◆ **DATA RECORDS**:
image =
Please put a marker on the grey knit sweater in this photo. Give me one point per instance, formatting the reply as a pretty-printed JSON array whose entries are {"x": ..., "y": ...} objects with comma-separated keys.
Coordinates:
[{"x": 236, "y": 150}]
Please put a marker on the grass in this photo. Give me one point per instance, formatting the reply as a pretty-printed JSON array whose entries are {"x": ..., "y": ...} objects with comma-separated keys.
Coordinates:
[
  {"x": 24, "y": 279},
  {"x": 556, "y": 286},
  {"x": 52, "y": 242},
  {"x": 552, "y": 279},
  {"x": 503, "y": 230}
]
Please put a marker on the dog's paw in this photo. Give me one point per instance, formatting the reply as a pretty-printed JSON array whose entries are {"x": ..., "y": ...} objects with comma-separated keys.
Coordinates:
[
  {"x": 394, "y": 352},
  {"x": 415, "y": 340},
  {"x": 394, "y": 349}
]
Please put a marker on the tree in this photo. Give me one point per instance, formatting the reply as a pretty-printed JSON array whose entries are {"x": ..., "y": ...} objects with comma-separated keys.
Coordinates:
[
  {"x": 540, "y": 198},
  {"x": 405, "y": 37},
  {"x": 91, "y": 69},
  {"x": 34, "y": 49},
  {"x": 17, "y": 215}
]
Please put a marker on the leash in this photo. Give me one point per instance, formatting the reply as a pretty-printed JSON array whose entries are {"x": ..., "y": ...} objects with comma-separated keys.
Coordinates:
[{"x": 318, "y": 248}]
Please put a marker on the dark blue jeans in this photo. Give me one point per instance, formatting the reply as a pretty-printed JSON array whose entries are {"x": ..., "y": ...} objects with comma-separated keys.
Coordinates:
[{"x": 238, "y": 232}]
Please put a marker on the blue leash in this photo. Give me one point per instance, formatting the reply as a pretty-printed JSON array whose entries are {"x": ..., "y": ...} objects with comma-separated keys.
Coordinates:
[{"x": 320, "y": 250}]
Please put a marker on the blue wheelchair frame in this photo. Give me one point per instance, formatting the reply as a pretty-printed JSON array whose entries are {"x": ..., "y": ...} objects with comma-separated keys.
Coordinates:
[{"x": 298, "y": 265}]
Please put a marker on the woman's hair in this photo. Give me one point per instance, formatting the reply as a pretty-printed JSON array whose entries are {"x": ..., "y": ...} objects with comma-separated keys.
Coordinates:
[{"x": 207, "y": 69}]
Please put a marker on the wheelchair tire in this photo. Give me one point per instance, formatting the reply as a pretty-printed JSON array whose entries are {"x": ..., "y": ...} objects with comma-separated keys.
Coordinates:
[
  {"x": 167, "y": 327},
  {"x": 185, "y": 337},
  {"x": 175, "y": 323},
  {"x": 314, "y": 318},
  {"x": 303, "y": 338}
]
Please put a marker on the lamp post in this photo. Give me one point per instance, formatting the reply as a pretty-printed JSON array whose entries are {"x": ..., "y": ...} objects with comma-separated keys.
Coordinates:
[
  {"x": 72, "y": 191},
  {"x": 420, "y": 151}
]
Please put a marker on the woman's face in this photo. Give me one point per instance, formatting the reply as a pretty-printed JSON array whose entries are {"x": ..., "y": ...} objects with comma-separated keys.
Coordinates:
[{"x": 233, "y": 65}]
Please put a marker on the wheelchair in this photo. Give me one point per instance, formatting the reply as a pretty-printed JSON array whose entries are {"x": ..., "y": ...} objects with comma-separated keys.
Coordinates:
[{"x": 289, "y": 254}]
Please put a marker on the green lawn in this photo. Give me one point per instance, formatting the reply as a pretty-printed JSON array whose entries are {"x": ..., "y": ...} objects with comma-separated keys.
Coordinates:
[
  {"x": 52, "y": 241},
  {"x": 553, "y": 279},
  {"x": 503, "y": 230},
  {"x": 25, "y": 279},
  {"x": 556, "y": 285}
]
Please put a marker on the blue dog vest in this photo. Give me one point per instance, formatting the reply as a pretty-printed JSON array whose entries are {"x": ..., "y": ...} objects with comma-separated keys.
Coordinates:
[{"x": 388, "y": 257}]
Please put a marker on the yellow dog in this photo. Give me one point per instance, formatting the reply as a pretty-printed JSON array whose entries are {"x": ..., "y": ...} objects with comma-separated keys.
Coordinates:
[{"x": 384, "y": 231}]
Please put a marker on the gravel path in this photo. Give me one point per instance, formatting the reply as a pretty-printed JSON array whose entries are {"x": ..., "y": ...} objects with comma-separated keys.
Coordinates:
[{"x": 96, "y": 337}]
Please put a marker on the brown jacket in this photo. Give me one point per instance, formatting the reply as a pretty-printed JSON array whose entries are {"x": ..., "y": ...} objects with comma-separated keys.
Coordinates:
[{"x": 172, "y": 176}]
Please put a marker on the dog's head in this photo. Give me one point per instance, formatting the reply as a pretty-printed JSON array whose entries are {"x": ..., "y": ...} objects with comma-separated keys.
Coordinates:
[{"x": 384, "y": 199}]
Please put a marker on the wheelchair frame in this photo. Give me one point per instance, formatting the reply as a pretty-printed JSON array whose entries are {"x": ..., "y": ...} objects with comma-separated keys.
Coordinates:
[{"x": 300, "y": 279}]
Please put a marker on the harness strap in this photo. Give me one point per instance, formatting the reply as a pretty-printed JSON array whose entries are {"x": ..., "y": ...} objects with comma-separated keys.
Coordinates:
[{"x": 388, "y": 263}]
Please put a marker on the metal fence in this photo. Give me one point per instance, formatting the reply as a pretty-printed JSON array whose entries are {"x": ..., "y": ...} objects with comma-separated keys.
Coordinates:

◆ **TRY IT**: Copy every line above once more, precisely as it reads.

◆ **RESULT**:
image =
Please put a marker on the grey knit sweater in this photo. Give me one point per instance, formatting the reply as a pretty-printed JSON array whose entries are {"x": ..., "y": ...} objects with comma-separated keys.
Coordinates:
[{"x": 236, "y": 150}]
Please put a marker on the grass in this photo. Give me one point per instance, formatting the reply as a pretty-printed JSON array whose entries are {"x": ..., "y": ...} objects with comma-separated keys.
Coordinates:
[
  {"x": 24, "y": 279},
  {"x": 556, "y": 286},
  {"x": 52, "y": 242},
  {"x": 552, "y": 279},
  {"x": 503, "y": 230}
]
Please put a marker on the dog's paw in this photo. Give me one point per instance, formatting the reply as a pretty-printed JSON array whose entries are {"x": ..., "y": ...} objects with comma-separated keys.
Coordinates:
[
  {"x": 394, "y": 352},
  {"x": 415, "y": 340},
  {"x": 394, "y": 349}
]
Please put a marker on the tree in this photo. Give me one point per instance, formatting the reply as a pretty-printed JSON array whose entries are {"x": ..., "y": ...} objects with comma-separated keys.
Coordinates:
[
  {"x": 540, "y": 198},
  {"x": 405, "y": 37},
  {"x": 91, "y": 69},
  {"x": 34, "y": 49},
  {"x": 17, "y": 215}
]
Please put a marker on the leash in this photo. Give me one point per instance, formatting the reply as a pretty-printed JSON array whose entries are {"x": ..., "y": ...} objects with comma-separated keys.
Coordinates:
[{"x": 318, "y": 248}]
Please put a marker on the dark blue jeans in this photo. Give me one point per instance, formatting the reply as a pretty-printed JSON array whose entries are {"x": ..., "y": ...} objects with comma-separated keys.
Coordinates:
[{"x": 238, "y": 232}]
Please put a marker on the blue leash in this photo. Give me one point per instance, formatting the reply as a pretty-printed JSON array whose entries are {"x": ..., "y": ...} objects with comma-separated keys.
Coordinates:
[{"x": 320, "y": 250}]
Please put a marker on the blue wheelchair frame in this photo. Give me one point per instance, formatting the reply as a pretty-printed JSON array whose entries are {"x": ..., "y": ...} objects with comma-separated keys.
Coordinates:
[{"x": 298, "y": 265}]
Please put a marker on the woman's hair in this photo. Give me one point per instance, formatting the reply as a pretty-printed JSON array whose entries are {"x": ..., "y": ...} objects with comma-separated keys.
Coordinates:
[{"x": 207, "y": 69}]
Please put a marker on the wheelchair tire in this photo. Give me one point per instance, formatting the reply as a pretty-printed JSON array whose entries are {"x": ..., "y": ...} objects with comma-separated keys.
Coordinates:
[
  {"x": 167, "y": 327},
  {"x": 185, "y": 337},
  {"x": 175, "y": 323},
  {"x": 314, "y": 318},
  {"x": 303, "y": 338}
]
Please put a marker on the lamp post in this photo. Give me one point per instance, formatting the reply as a pretty-printed JSON array whose entries are {"x": ..., "y": ...} objects with comma-separated keys.
Coordinates:
[
  {"x": 72, "y": 191},
  {"x": 420, "y": 151}
]
Please put a marker on the woman's face in this photo. Give me one point per instance, formatting the reply as a pretty-printed JSON array whose entries are {"x": ..., "y": ...} objects with comma-separated keys.
Coordinates:
[{"x": 233, "y": 65}]
Please put a marker on the wheelchair in this photo. Give me one point per instance, formatting the reply as a pretty-printed JSON array whose entries are {"x": ..., "y": ...} objects with comma-separated keys.
Coordinates:
[{"x": 289, "y": 254}]
Please put a marker on the green lawn in this photo. Give me one point per instance, formatting the reply as a pretty-printed JSON array whose entries are {"x": ..., "y": ...} objects with comma-separated keys.
Coordinates:
[
  {"x": 52, "y": 241},
  {"x": 553, "y": 279},
  {"x": 503, "y": 230},
  {"x": 25, "y": 279},
  {"x": 556, "y": 285}
]
Please put a marker on the blue dog vest in this photo. Give me one point per instance, formatting the reply as a pretty-printed JSON array whose entries are {"x": ..., "y": ...} objects with comma-separated keys.
Coordinates:
[{"x": 388, "y": 257}]
Please put a marker on the yellow dog in this photo. Give me one point per instance, formatting the reply as a pretty-printed JSON array whose entries are {"x": ..., "y": ...} objects with comma-separated keys.
Coordinates:
[{"x": 384, "y": 231}]
Please put a marker on the gravel path in this photo. Give me one point per instance, formatting the reply as a pretty-printed JSON array whose entries are {"x": ..., "y": ...} objects with comma-separated keys.
Coordinates:
[{"x": 96, "y": 337}]
Please put a marker on the brown jacket in this photo. Give me one point per instance, formatting the reply as a pretty-printed JSON array whose entries are {"x": ..., "y": ...} objects with comma-separated keys.
Coordinates:
[{"x": 172, "y": 176}]
Please put a marker on the dog's head in this photo. Give me one point per instance, formatting the reply as a pretty-printed JSON array whose entries are {"x": ..., "y": ...} objects with comma-separated keys.
Coordinates:
[{"x": 384, "y": 199}]
Please put a marker on the wheelchair frame in this photo. Give me one point per instance, formatting the reply as a pretty-printed JSON array whose entries are {"x": ..., "y": ...} objects with comma-separated keys.
Coordinates:
[{"x": 300, "y": 279}]
Please put a marker on the harness strap in this photo. Give me one point per instance, formatting the reply as a pretty-printed JSON array whose entries are {"x": ..., "y": ...} objects with comma-separated keys.
Coordinates:
[{"x": 388, "y": 263}]
Please put a marker on the metal fence in this photo. Give me one point per instance, formatting the reply as a pretty-printed JSON array whose entries are {"x": ..., "y": ...} objects with comma-separated keys.
Coordinates:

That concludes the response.